Trecho para leitura:
※ ※ ※
RUTH
DE AQUINO
Rosemary, Rose, Rosa
Quando
Rosemary saiu das sombras de seu chefe direto, Lula, e ficou mais famosa do que
vilã de novela, ao ser demitida por Dilma, a fofoca correu o Brasil: “Sabia que
ela era amante de Lula?”. Um amigo me dizia saber de fonte segura e insuspeita,
do Palácio. Outro comentava apenas que era óbvio: “Eles viajavam juntos para
todo lado, ela era uma secretária com superpoderes e com passaporte
diplomático”.
O
assunto começou a me dar asco. Creio que muitas mulheres já se viram em situação
parecida. Foi promovida? É porque deu para o chefe. Viajaram juntos, foram para
o mesmo hotel? É claro que transaram.
Inicialmente,
nenhuma reportagem deixou claro que os dois teriam uma relação amorosa ou
sexual.
Mas
todos os eufemismos foram usados. Rose é “amiga íntima” de Lula. Dona Marisa
Letícia “não gosta de Rose”. Rose chama Lula de “tio”. Lula chama Rose de
“Rosa”. Pedidos de Rosa para ajeitar a vida da filha e do ex-marido eram como
ordens. Rose “rodou o mundo” com Lula. A Polícia Federal “gravou 122 ligações
pessoais entre Rose e Lula”.
Não
me interessa saber se o PR – sigla usada por Rosemary para tratar do então
presidente em e-mails – e sua ex-chefe de gabinete em São Paulo trocavam
carinhos. Se havia um caso consensual entre dois adultos, isso interessa apenas
à ex-primeira-dama. A julgar pela ausência de Dona Marisa em evento do
Calendário Pirelli, no Rio de Janeiro, onde Lula se aboletou sobre o decote de
Sophia Loren, ele não escapará da CPI doméstica.
O
importante para todos nós é que Rosemary, falastrona, não só pedia favores
pessoais em nome de Lula. Para obter o que queria, ela se identificava como sua
“namorada”. Se for verdade, e ela usou o sexo ou o amor como trampolim para
defender interesses privados, isso é imoral, ilegal, irregular.
※ ※ ※
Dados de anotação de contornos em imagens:

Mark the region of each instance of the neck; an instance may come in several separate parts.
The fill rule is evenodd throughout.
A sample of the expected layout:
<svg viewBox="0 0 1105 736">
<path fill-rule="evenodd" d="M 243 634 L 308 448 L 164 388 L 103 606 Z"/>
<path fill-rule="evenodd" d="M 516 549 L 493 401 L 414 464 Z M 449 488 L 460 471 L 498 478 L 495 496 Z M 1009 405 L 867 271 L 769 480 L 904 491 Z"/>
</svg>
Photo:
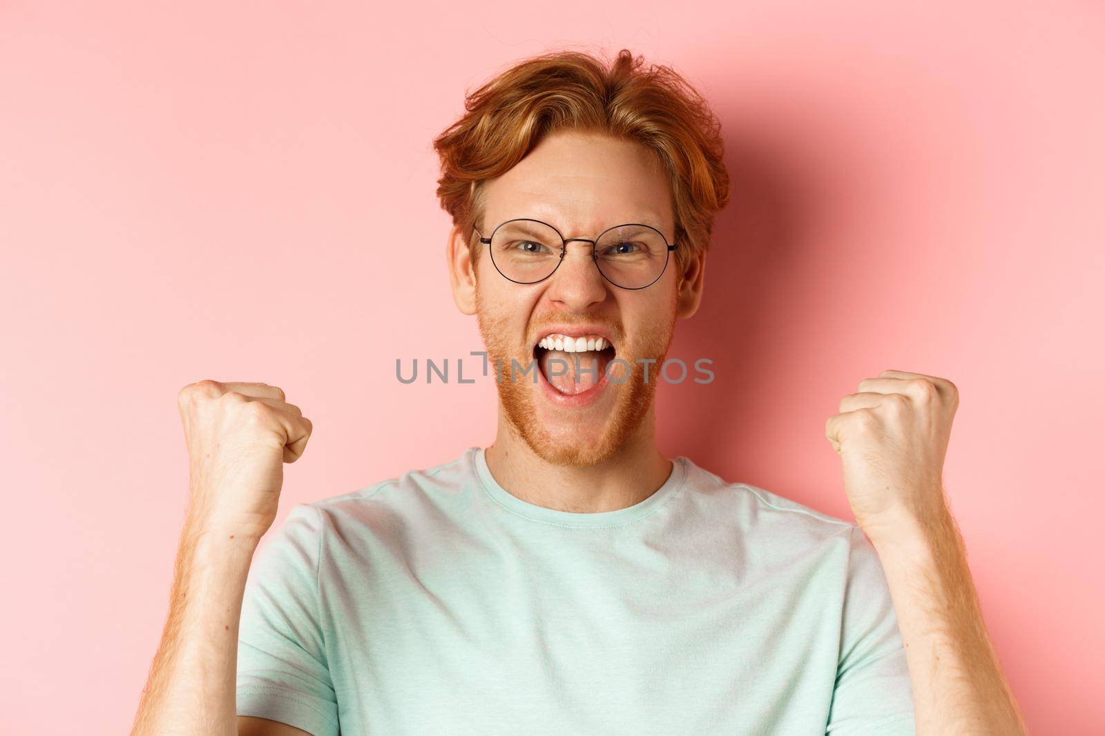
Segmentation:
<svg viewBox="0 0 1105 736">
<path fill-rule="evenodd" d="M 613 455 L 578 468 L 554 465 L 535 454 L 513 430 L 501 406 L 495 442 L 485 458 L 507 492 L 535 505 L 575 513 L 617 511 L 640 503 L 672 472 L 671 460 L 656 447 L 652 407 Z"/>
</svg>

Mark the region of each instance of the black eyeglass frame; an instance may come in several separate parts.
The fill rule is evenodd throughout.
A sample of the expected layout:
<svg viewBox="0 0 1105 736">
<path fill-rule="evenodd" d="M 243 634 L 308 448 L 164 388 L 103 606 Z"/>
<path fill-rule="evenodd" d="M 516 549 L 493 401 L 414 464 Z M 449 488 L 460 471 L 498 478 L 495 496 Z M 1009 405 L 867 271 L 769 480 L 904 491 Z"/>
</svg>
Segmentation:
<svg viewBox="0 0 1105 736">
<path fill-rule="evenodd" d="M 503 270 L 498 267 L 498 264 L 495 263 L 495 256 L 491 252 L 491 242 L 495 238 L 495 233 L 498 232 L 498 228 L 502 227 L 503 225 L 506 225 L 507 223 L 518 222 L 518 221 L 522 221 L 522 220 L 525 220 L 527 222 L 540 223 L 540 224 L 543 224 L 543 225 L 545 225 L 547 227 L 552 228 L 552 232 L 560 236 L 560 259 L 557 262 L 557 265 L 552 268 L 552 270 L 550 270 L 548 273 L 548 275 L 543 276 L 541 278 L 537 279 L 536 281 L 517 281 L 517 280 L 511 278 L 509 276 L 507 276 L 506 274 L 504 274 Z M 602 273 L 602 268 L 599 267 L 599 256 L 594 252 L 594 248 L 598 245 L 598 242 L 601 241 L 602 236 L 606 235 L 607 233 L 609 233 L 610 231 L 617 230 L 619 227 L 625 227 L 627 225 L 638 225 L 640 227 L 648 227 L 649 230 L 651 230 L 651 231 L 655 232 L 657 235 L 660 235 L 660 237 L 662 237 L 664 239 L 664 245 L 667 246 L 667 252 L 664 254 L 664 267 L 660 269 L 660 273 L 656 275 L 656 278 L 652 279 L 651 281 L 649 281 L 648 284 L 645 284 L 644 286 L 622 286 L 621 284 L 618 284 L 617 281 L 613 281 L 609 276 L 607 276 L 606 274 L 603 274 Z M 644 223 L 639 223 L 639 222 L 628 222 L 628 223 L 622 223 L 621 225 L 614 225 L 613 227 L 608 227 L 604 231 L 602 231 L 601 233 L 599 233 L 599 236 L 597 238 L 594 238 L 593 241 L 591 238 L 589 238 L 589 237 L 565 237 L 564 233 L 561 233 L 560 231 L 558 231 L 555 226 L 550 225 L 547 222 L 544 222 L 544 221 L 540 221 L 540 220 L 535 220 L 534 217 L 512 217 L 511 220 L 502 222 L 502 223 L 499 223 L 498 225 L 495 226 L 495 230 L 493 230 L 491 232 L 491 237 L 484 237 L 483 233 L 481 233 L 478 230 L 476 230 L 475 226 L 473 226 L 472 230 L 475 231 L 476 235 L 480 236 L 480 242 L 487 245 L 487 255 L 491 258 L 491 264 L 492 264 L 492 266 L 495 267 L 495 270 L 497 270 L 499 273 L 499 275 L 502 275 L 502 277 L 505 278 L 507 281 L 513 281 L 514 284 L 524 284 L 524 285 L 540 284 L 545 279 L 547 279 L 550 276 L 552 276 L 552 274 L 556 273 L 556 269 L 560 267 L 560 264 L 564 263 L 564 256 L 565 256 L 566 253 L 568 253 L 568 244 L 571 243 L 572 241 L 582 241 L 583 243 L 590 243 L 591 244 L 591 260 L 594 262 L 594 267 L 598 269 L 599 276 L 601 276 L 602 278 L 607 279 L 608 281 L 610 281 L 611 284 L 613 284 L 614 286 L 617 286 L 619 289 L 628 289 L 630 291 L 636 291 L 639 289 L 646 289 L 650 286 L 652 286 L 653 284 L 655 284 L 656 281 L 659 281 L 660 277 L 664 275 L 664 271 L 667 270 L 667 262 L 671 260 L 672 250 L 674 250 L 675 248 L 678 247 L 678 243 L 676 243 L 674 245 L 670 245 L 667 243 L 667 236 L 665 236 L 663 233 L 661 233 L 657 228 L 653 227 L 652 225 L 646 225 Z"/>
</svg>

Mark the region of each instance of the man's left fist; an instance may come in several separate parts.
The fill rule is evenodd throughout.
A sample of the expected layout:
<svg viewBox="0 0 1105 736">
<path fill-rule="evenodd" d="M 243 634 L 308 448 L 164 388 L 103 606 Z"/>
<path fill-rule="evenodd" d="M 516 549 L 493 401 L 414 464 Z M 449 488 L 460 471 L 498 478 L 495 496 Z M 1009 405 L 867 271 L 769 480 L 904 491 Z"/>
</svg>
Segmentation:
<svg viewBox="0 0 1105 736">
<path fill-rule="evenodd" d="M 825 437 L 844 467 L 844 492 L 867 536 L 924 522 L 944 505 L 944 456 L 959 391 L 947 378 L 883 371 L 840 401 Z"/>
</svg>

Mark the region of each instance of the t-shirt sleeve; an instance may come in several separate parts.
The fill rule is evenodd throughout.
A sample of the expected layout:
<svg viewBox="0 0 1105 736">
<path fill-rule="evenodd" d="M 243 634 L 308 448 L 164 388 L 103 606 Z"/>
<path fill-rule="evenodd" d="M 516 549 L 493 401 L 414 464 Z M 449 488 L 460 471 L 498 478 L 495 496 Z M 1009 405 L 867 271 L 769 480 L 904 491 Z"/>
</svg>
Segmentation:
<svg viewBox="0 0 1105 736">
<path fill-rule="evenodd" d="M 897 616 L 878 555 L 863 531 L 850 538 L 836 685 L 825 733 L 914 733 L 913 690 Z"/>
<path fill-rule="evenodd" d="M 322 511 L 297 504 L 250 565 L 238 633 L 238 715 L 337 736 L 318 609 Z"/>
</svg>

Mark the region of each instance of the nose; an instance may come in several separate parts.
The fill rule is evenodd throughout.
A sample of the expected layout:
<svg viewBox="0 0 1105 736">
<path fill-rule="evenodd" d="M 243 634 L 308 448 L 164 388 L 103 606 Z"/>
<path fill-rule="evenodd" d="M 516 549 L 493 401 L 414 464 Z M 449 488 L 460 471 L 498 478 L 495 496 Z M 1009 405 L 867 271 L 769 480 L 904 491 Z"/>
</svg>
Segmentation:
<svg viewBox="0 0 1105 736">
<path fill-rule="evenodd" d="M 549 277 L 548 297 L 568 311 L 585 312 L 607 298 L 607 281 L 594 263 L 590 241 L 565 243 L 564 259 Z"/>
</svg>

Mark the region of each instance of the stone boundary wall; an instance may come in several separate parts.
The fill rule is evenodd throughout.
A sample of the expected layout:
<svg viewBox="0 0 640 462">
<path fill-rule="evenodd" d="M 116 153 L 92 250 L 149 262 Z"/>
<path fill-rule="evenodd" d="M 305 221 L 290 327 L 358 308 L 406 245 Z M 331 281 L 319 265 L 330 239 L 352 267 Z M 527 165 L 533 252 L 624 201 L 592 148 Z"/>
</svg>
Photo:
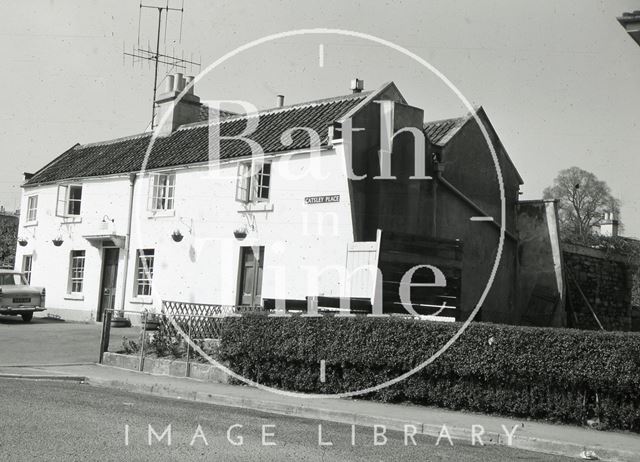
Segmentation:
<svg viewBox="0 0 640 462">
<path fill-rule="evenodd" d="M 605 330 L 632 330 L 631 292 L 637 266 L 615 255 L 574 244 L 562 246 L 567 286 L 567 321 L 580 329 L 599 329 L 591 304 Z M 575 279 L 575 281 L 574 281 Z"/>
</svg>

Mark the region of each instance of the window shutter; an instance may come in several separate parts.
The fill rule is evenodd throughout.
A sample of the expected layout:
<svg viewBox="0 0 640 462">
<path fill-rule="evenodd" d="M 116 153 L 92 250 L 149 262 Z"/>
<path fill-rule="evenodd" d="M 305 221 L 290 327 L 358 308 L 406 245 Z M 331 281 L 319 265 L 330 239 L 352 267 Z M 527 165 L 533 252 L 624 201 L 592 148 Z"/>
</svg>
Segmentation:
<svg viewBox="0 0 640 462">
<path fill-rule="evenodd" d="M 262 166 L 262 171 L 260 172 L 260 197 L 258 198 L 261 201 L 269 200 L 269 187 L 271 184 L 271 163 L 265 162 Z"/>
<path fill-rule="evenodd" d="M 155 206 L 154 197 L 153 197 L 155 182 L 156 182 L 156 175 L 152 173 L 151 175 L 149 175 L 149 192 L 147 193 L 147 210 L 153 210 Z"/>
<path fill-rule="evenodd" d="M 67 191 L 69 186 L 67 185 L 58 185 L 58 198 L 56 201 L 56 216 L 57 217 L 66 217 L 67 216 Z"/>
<path fill-rule="evenodd" d="M 236 183 L 236 200 L 238 202 L 249 202 L 249 179 L 249 166 L 245 163 L 239 163 Z"/>
</svg>

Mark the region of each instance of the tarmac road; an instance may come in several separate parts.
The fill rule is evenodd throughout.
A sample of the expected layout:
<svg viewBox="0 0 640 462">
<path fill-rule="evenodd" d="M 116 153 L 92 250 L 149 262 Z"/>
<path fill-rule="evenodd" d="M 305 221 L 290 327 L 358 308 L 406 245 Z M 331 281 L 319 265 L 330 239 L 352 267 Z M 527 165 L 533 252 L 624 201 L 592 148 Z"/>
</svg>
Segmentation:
※ ※ ※
Tarefa proposta: Dê continuidade à coluna sobre Rosemary, começando logo após a última frase apresentada. Os registros não são necessários para esta atividade.

Resposta do exercício:
Mulheres
assim prestam um desserviço à categoria. E Lula, até que ponto ele permitiu que
sua intimidade contaminasse suas decisões como líder político? Não é imoral
apaixonar-se. Mas um presidente não pode misturar vida privada e pública, sob
pena de, nas suas próprias palavras, “ser apunhalado pelas costas”. Dilma não
gostou.
Até
que ponto Lula deixou sua intimidade contaminar o Poder e, agora, acuar o
governo Dilma?
A
imprensa sempre protegeu a vida particular de Fernando Henrique Cardoso e nunca
fuçou suas aventuras ou romances extraconjugais. Era tabu falar de filhos de
FHC fora do casamento, por ser um assunto estritamente privado. O adultério do
senador Renan Calheiros só veio à tona porque havia uma empreiteira no meio do
amorzinho com Mônica Veloso, a mineira que escancarou na Playboy os bens
materiais de Renan.
Esquecendo
o lado picante – já que Rose não é nenhuma Mônica Veloso e nem com plástica
seria convidada a posar nua –, os maiores estragos morais vêm do abominável
“pequeno poder” de nossa República. Instalado por um governo queprometia ética,
ética, ética.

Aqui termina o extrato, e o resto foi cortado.